[Start of Attachment]

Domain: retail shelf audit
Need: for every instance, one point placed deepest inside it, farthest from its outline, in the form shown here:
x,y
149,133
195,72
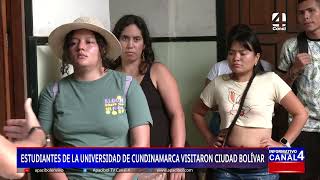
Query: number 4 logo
x,y
279,21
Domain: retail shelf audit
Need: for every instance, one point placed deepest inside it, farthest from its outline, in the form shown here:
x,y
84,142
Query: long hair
x,y
106,62
250,41
147,53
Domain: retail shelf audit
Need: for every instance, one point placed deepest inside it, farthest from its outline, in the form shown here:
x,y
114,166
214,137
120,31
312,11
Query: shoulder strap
x,y
55,89
245,92
302,43
127,85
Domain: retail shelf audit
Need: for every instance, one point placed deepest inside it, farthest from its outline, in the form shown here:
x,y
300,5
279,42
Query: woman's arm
x,y
299,117
8,155
168,88
139,137
199,112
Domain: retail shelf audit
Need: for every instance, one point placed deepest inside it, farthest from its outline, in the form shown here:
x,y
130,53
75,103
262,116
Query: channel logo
x,y
279,21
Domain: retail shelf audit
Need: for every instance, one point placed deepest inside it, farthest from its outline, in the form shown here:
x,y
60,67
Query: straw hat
x,y
57,36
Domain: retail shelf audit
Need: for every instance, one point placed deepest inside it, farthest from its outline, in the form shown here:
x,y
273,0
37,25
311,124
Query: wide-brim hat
x,y
57,36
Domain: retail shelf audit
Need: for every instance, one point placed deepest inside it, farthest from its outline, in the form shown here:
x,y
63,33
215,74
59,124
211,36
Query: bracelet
x,y
47,140
34,128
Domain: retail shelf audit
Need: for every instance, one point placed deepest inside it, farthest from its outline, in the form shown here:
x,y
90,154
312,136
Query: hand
x,y
301,61
178,175
18,129
220,138
269,142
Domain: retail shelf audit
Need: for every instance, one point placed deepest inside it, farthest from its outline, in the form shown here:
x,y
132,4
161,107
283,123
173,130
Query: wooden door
x,y
258,15
12,61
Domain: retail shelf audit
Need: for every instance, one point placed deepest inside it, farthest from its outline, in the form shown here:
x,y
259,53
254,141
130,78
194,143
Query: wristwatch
x,y
285,142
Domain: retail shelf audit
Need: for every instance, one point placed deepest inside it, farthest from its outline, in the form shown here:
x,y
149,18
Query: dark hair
x,y
250,41
103,45
300,1
147,53
236,29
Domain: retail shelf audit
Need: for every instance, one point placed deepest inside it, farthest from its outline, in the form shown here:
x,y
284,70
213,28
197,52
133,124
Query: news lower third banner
x,y
275,159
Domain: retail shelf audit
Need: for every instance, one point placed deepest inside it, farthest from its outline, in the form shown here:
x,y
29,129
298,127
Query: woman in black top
x,y
158,84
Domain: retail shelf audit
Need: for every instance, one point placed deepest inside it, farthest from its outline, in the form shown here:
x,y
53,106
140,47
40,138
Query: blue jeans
x,y
244,174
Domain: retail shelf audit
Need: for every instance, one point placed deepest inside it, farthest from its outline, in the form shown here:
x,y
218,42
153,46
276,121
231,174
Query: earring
x,y
142,56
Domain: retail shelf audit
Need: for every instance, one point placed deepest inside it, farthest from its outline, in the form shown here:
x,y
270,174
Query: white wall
x,y
49,14
170,18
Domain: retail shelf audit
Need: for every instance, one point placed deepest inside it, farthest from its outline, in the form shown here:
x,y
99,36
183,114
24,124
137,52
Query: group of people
x,y
118,96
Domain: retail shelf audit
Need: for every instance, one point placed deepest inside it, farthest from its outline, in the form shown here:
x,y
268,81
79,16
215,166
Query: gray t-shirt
x,y
308,83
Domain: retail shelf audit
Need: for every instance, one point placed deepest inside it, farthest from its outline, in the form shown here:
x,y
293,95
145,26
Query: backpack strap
x,y
127,85
55,89
302,43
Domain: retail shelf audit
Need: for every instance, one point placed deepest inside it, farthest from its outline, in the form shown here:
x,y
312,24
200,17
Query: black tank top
x,y
160,131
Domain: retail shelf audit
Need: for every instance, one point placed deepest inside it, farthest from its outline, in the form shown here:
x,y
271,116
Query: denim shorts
x,y
244,174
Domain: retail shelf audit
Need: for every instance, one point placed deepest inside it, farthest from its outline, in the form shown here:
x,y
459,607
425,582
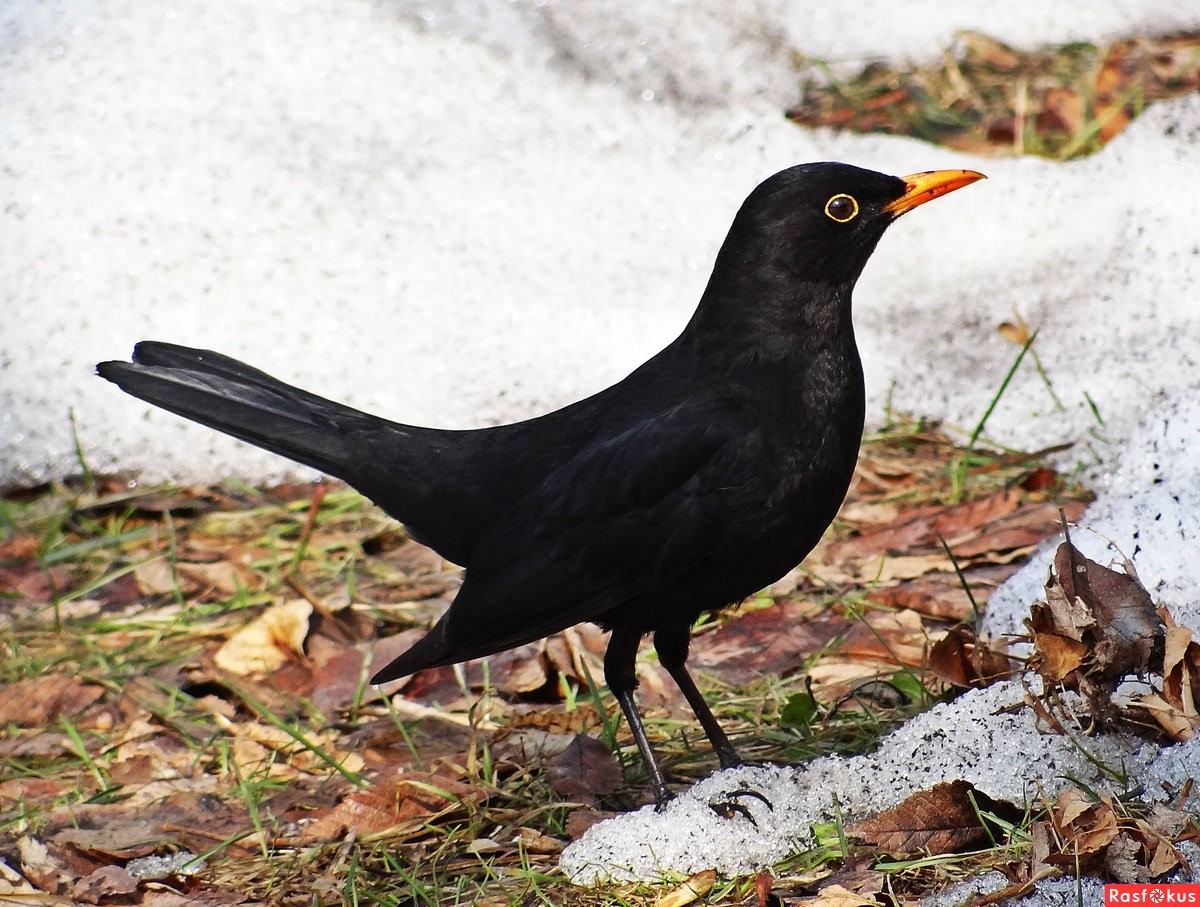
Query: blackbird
x,y
702,476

[End of Attachment]

Work instruction. Transcribe the preceding listing in its entirety and with exact wording, leaving out pictures.

Response to the exercise.
Domain: retail shelf audit
Need: for every instance, one point placed deepest inside it, farthest from its outline, in the form shown here:
x,y
149,133
195,72
Query: number 4 logo
x,y
279,21
Domain: retail shelf audit
Need: for every instance, one point placed deepest inside it, farthest from its outline, in the form shown here:
x,y
84,142
Query: long hair
x,y
106,62
250,41
147,53
Domain: retail shelf audit
Need: for every instance, one point placed deepest inside it, farthest from its outline, in the form shown here:
x,y
114,166
214,137
120,31
312,11
Query: shoulder strap
x,y
55,89
245,92
302,43
127,85
Domain: retail shelf audit
Need: for every instance, one point placed deepest inside it, farthest from its outline, in the form shown here:
x,y
300,5
279,42
Query: woman's arm
x,y
299,117
8,155
168,88
139,137
199,112
Domain: retail shelf audit
Need: for every instance, one point placed deepest inside it, farthest from its outline, in the form shown here:
x,y
130,53
75,103
262,116
Query: channel logo
x,y
279,21
Domain: retail shelf audit
Need: for every instance, one point placed deepest inside it, farthest from its outline, in the form shown here:
x,y
60,67
Query: straw hat
x,y
57,36
Domain: retail shelf audit
Need: for every instance, one point placed deepest inside it, farthest from its outline, in the form shown here:
x,y
273,0
37,25
311,124
Query: wide-brim hat
x,y
57,36
Domain: retail shelf audit
Need: for every instance, one point placed deepest inside it, farthest from its outline, in the form shown here:
x,y
63,33
215,74
59,124
211,36
Query: bracelet
x,y
47,140
34,128
Domain: retail shelf audit
Need: for every instance, one point placed deepest inside it, farthest from its outline, in the form shown here:
x,y
90,154
312,136
Query: hand
x,y
301,61
178,175
18,129
220,138
269,142
Domain: retail shelf audit
Need: for every instance, one point placed deepest inside it, farthest from its outline, in the form shown here:
x,y
132,4
161,107
283,123
173,130
Query: wooden door
x,y
258,15
12,61
Domain: retail shelf audit
Need: for every instance, one point placed deepest inside it, farthest from its outline, in the form shown here:
x,y
259,53
254,141
130,78
194,143
Query: wristwatch
x,y
285,142
Domain: retail shelf audit
Need: for every instance, one point placed deepest inside it, farthest from its outline, in the form shown here:
x,y
149,18
Query: dark hair
x,y
250,41
103,45
300,1
147,53
236,29
Domain: retail shelf audit
Need: for every instance, one point placed deepest inside it, farthest from its outline, in the form shown here:
x,y
284,70
213,28
197,52
133,124
Query: news lower third banner
x,y
275,159
Domain: retail shelf audit
Need: for every instance, one point placed deepest inside it, farthest from its outline, in the form shown here:
x,y
29,129
298,127
Query: woman in black top
x,y
158,84
Domain: retail shelf audit
Need: for every instance, one point placed deepest inside it, farthest from its outline, in the form shown here:
x,y
53,106
140,47
40,138
Query: blue jeans
x,y
244,174
Domain: retail shelf audit
Need: for every instance, one point placed deepest inside it, farthest from its outline, in the form shown here:
x,y
218,42
153,46
276,121
231,174
Query: earring
x,y
142,56
Domain: retail shelf audit
Need: for every instance, one point placed deepest inside it, farthest from its outline, in the form shown here:
x,y
270,174
Query: white wall
x,y
49,14
170,18
Domain: retail shelf audit
Need: for every instance, one point placed deepest inside it, farthest from its outline, in the form shown here:
x,y
99,36
183,114
24,124
137,52
Query: group of people
x,y
118,96
Domain: retail shelf audit
Need: for every instance, one point placed deepest inside it, farthest from its outline, in the form shown here:
x,y
268,81
79,16
215,166
Query: gray t-shirt
x,y
308,83
Domain: retail shelf audit
Need: for every instance, one point placed deepest inside it, farthest from its outline, in the form shown here:
x,y
293,95
145,26
Query: backpack strap
x,y
127,85
55,89
302,43
Domain: retail shelf audit
Need: for every instance, one point placed deepest inside it, farthest from its outline, in the form shown here:
x,y
312,24
200,17
Query: black tank top
x,y
160,131
Domain: retail shelf audit
Need: for every instance, one point placed deepest inside it, farthest from its outline, in the form shown here:
x,y
271,116
Query: denim shorts
x,y
244,174
Domain: retail shelf audit
Need: for every instance, one point placed deepest inside it, farthest from its outline, in the form shown here:
x,y
459,607
425,582
Query: blackbird
x,y
702,476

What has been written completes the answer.